Copy out the rows below from the line containing "shoe in this photo." through the end of the rows, keeping every request, and shift each answer coordinate up by 108.
════
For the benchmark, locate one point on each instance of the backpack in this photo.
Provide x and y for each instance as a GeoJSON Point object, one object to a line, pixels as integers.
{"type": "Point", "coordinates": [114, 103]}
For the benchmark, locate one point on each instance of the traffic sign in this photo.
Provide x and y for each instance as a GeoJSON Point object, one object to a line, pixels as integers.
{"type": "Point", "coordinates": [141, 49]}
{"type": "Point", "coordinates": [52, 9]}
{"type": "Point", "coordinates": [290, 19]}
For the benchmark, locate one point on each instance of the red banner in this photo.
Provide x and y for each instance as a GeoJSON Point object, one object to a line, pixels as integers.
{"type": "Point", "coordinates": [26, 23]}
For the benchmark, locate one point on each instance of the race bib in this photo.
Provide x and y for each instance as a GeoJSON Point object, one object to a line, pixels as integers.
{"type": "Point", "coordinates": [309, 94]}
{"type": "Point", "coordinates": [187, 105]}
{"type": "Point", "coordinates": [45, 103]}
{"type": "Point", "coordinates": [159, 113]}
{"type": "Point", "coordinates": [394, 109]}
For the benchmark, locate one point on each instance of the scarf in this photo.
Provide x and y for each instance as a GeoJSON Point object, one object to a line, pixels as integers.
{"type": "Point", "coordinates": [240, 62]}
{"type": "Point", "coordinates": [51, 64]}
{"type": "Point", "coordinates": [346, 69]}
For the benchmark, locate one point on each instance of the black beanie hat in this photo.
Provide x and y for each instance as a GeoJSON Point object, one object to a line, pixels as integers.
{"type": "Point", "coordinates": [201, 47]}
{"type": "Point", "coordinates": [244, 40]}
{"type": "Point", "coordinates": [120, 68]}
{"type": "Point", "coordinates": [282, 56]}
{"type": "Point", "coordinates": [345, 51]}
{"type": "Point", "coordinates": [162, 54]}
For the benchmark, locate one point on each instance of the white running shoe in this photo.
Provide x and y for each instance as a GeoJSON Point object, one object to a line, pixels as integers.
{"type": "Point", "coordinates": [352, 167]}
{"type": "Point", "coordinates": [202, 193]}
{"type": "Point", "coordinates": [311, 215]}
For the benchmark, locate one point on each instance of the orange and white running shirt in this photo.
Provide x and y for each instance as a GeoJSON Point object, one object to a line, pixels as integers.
════
▶ EXERCISE RESULT:
For the benchmark, locate one point on each instance of the white running shoe in this photo.
Provide x and y for each instance as a GeoJSON Point object, one object to a line, pixels as integers.
{"type": "Point", "coordinates": [460, 275]}
{"type": "Point", "coordinates": [310, 301]}
{"type": "Point", "coordinates": [419, 323]}
For the benchmark, locate one point on each instance of the orange and white running shirt in this photo.
Provide x and y for each instance as a GeoJSON Point object, one object to a line, pixels as integers.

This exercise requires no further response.